### [Text provided]
————

Needless to say, the BCC is calling for a complete ban on pornographic content. Short of that, it accuses Cable Bahamas and URCA of facilitating the nation's moral decay. Over time, the BCC predicts "more Bahamians will intentionally and accidentally indulge in these pornographic offerings to their and the society's detriment." How does someone accidentally indulge in viewing pornographic content?

The truth is the BCC's public pornographic dissent was predictable. Considering their history of opposing everything from Reggae legend Bob Marley to Dancehall phenomenon Movado to Blockbuster's Brokeback Mountain and, God forbid, Harry Potter, it was to be expected.

What I found presumptuous about the BCC's response was their interpretation of the Bahamian constitution, particularly as it relates to the right to freedom of expression. The BCC attempted to contrast the constitutional context between the United States of America and the Commonwealth of the Bahamas, making the audacious suggestion that the constitutional reality in the Bahamas is such that the government can regulate the airwaves as it sees fit in the interest of public morality without any legitimate grounds for a challenge by the Bahamian people, unlike Americans, who have the first amendment to draw on.

"As an independent, sovereign nation, God has providentially blessed us with an excellent constitution that allows for an orderly, democratic society. In this regard, it should be noted that the United States has a different constitutional context than we do in the Bahamas and the freedoms that producers and consumers of pornographic, violent, profane and other objectionable broadcast (content) rightly or wrongly claim from their constitution are expressly curtailed in ours," states the BCC's report.

The BCC refers to section 23 of the Bahamas constitution as evidence, which expresses every Bahamian's right to enjoy freedom of expression without hindrance, except by way of individual consent or where the contravention of such a right is "reasonably required (by the state) in the interest of defence, public safety, public order, public morality or public health", among other like exceptions.

Despite the BCC's suggestion otherwise, the Bahamian government is not exceptional in this way, and the Bahamas constitution grants the government no exceptional authority or absolute power to curtail the right to freedom of expression. God's providential blessing for the Bahamas is nothing but a figment of the Christian Council's imagination.

I know of no government in the world, including that of the United States of America, that grants its citizens absolute freedoms. Every fundamental right is subject to the rights of the greater good. And while laws passed by a government are assumed to be in the public's interest, every Bahamian has a right to challenge the government based on any perceived abuse of power, and only the highest court has the final say as to whether such a claim is legitimate. So the council's suggestion that the Bahamas government by way of URCA has some exceptional constitutional context to curtail the freedom of its citizens on the basis of public morality is completely bogus.

The Christian Council's constitutional pep talk may have been innocent but it is not harmless. Governments, most notoriously in the USA, are famous for over reaching their power in the interest of the public good, make no mistake. So neither URCA nor the government should hitch their position on the council's interpretation of the Bahamas' constitutional reality.

When it comes to the constitution, the BCC always seems to come up short. Just a few years ago, in an interview with The Tribune, Sir Arthur Foulkes and former Member of Parliament George Smith, both delegates to the 1972 constitutional conference in London, reminded the church that it has no constitutional power to be moral watchdog, although it loves to assume the role as though decreed in a constitutional mandate. The church would argue no less that their mandate comes from God. I have more faith in God than that.

————

### [Short task 1]
Render the part of the listing that opens with the line containing "black cardigan, placed" and runs through the listing's last line as a numbered list, one line per item and no blank lines.
The listing that comes next is unrelated to the opinion piece above.

Rows from an object-pointing dataset:
————

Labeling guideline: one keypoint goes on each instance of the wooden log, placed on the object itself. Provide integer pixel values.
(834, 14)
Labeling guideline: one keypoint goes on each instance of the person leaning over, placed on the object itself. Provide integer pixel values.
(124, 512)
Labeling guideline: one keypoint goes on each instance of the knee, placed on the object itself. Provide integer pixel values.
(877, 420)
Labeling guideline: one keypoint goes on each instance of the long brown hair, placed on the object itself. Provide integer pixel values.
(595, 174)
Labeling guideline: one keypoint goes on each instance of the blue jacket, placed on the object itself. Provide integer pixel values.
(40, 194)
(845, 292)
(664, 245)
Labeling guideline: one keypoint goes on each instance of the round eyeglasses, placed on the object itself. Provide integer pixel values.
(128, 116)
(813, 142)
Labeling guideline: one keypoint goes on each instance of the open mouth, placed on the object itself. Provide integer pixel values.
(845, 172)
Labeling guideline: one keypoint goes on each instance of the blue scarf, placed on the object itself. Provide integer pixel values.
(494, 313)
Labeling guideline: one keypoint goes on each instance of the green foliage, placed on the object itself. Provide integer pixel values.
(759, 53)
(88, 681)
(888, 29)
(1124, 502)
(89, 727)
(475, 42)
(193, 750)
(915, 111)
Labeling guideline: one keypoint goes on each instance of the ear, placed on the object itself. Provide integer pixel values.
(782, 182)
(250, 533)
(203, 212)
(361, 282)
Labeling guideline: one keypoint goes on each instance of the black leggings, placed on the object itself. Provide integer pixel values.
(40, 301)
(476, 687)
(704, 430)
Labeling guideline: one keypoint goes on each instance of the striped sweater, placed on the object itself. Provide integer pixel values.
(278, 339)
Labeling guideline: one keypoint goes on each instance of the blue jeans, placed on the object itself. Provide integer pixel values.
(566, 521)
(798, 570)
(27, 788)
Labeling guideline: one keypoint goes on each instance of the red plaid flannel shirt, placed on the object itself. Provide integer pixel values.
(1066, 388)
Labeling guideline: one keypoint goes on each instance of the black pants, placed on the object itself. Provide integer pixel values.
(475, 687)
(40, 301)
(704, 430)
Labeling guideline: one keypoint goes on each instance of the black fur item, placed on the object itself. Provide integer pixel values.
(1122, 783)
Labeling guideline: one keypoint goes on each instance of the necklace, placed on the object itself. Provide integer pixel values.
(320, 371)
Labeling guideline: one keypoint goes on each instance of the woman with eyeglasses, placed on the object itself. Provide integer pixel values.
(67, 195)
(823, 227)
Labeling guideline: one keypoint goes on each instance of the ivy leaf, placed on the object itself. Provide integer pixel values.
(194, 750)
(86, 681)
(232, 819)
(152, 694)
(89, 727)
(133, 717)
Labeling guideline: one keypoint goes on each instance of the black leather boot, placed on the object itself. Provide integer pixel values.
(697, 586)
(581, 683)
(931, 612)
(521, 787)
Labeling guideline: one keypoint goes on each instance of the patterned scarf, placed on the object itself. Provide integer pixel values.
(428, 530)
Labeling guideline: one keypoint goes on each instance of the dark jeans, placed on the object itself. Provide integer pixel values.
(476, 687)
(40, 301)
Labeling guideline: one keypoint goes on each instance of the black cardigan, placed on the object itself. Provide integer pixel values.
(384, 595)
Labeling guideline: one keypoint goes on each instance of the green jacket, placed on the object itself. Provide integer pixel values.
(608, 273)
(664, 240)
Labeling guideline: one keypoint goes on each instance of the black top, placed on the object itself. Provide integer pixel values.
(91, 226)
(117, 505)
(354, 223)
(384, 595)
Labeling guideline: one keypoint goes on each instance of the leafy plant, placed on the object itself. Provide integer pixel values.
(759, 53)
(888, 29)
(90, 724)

————

### [Short task 2]
Continue the opinion piece on the Bahamas Christian Council and its constitutional claims, starting after its final sentence.

### [Expected output 1]
1. Labeling guideline: one keypoint goes on each instance of the black cardigan, placed on the object itself. Provide integer pixel values.
2. (384, 595)
3. Labeling guideline: one keypoint goes on each instance of the green jacket, placed on the object itself. Provide integer pixel values.
4. (608, 273)
5. (664, 240)
6. Labeling guideline: one keypoint goes on each instance of the black top, placed on the object itself. Provide integer pixel values.
7. (91, 226)
8. (117, 505)
9. (354, 223)
10. (384, 595)
11. Labeling guideline: one keypoint goes on each instance of the leafy plant, placed on the object itself. Provide integer pixel values.
12. (759, 53)
13. (888, 29)
14. (90, 724)

### [Expected output 2]
At that time, Sir Arthur said that the reference to Christian values in the preamble to the constitution was intended to recognise the Bahamas' Christian heritage, not to prejudice one religion over another, and not to grant the church constitutional authority.

Furthermore, Sir Arthur said, at the time referring to music that promotes crime and violence, that he would not grant the power to regulate the airwaves to the church.

So not only does the church have no constitutional power to be a moral watchdog, but it has no moral legitimacy either. For all of its religiosity, the Bahamas is a spiritually impoverished nation, as honest Bahamians would admit. When it comes to an abundance of churches, we have one of the highest per capita rates in the world. And yet, what sustainable benefit has it brought us?

Bahamians are so unconnected to God it is a crying shame. And as guardians of the spiritual wellness of the Bahamian people, the church has failed. With leaders like the BCC, who would be surprised?

If the BCC based its approach on the cultural reality of the Bahamas instead of the constitutional reality, it may have been able to construct a more credible argument. The same goes for other leaders, generally speaking. Their messages are disconnected from the cultural reality and they are not fooling anyone.

Take for example the BCC's claim that in the Bahamas what we hold sacred is "sexual conduct expressed within the boundaries of marriage between one man and one woman". Where is the culture to support that claim? In the Bahamas, we value sweet-hearting. It is the order of the day.

And to the contrary, traditional marriage perhaps never even was the standard bearer. What's left of the institution seems to be dying, along with all of the customs that were once the sole right of those inside the institution. The Bahamas, for example, ranks high amongst the top for number of population born out of wedlock.

In the Bahamas, sex, even within a monogamous, heterosexual relationship, is quite normal outside the context of marriage. This and any number of other cultural realities flies in the face of everything that church leaders and their supporters claim we are as a nation.

Back in the day, pornography was accessed by children behind the image of snow on a static-fill satellite television. Today, Bahamian children need not go so far to be witness to pornographic content. It is right inside their homes and communities.

The challenge the church has today, and will continue to have into the future, is that it is trying to change culture by preaching morality. It does not work that way. Bahamians are no longer cultural virgins.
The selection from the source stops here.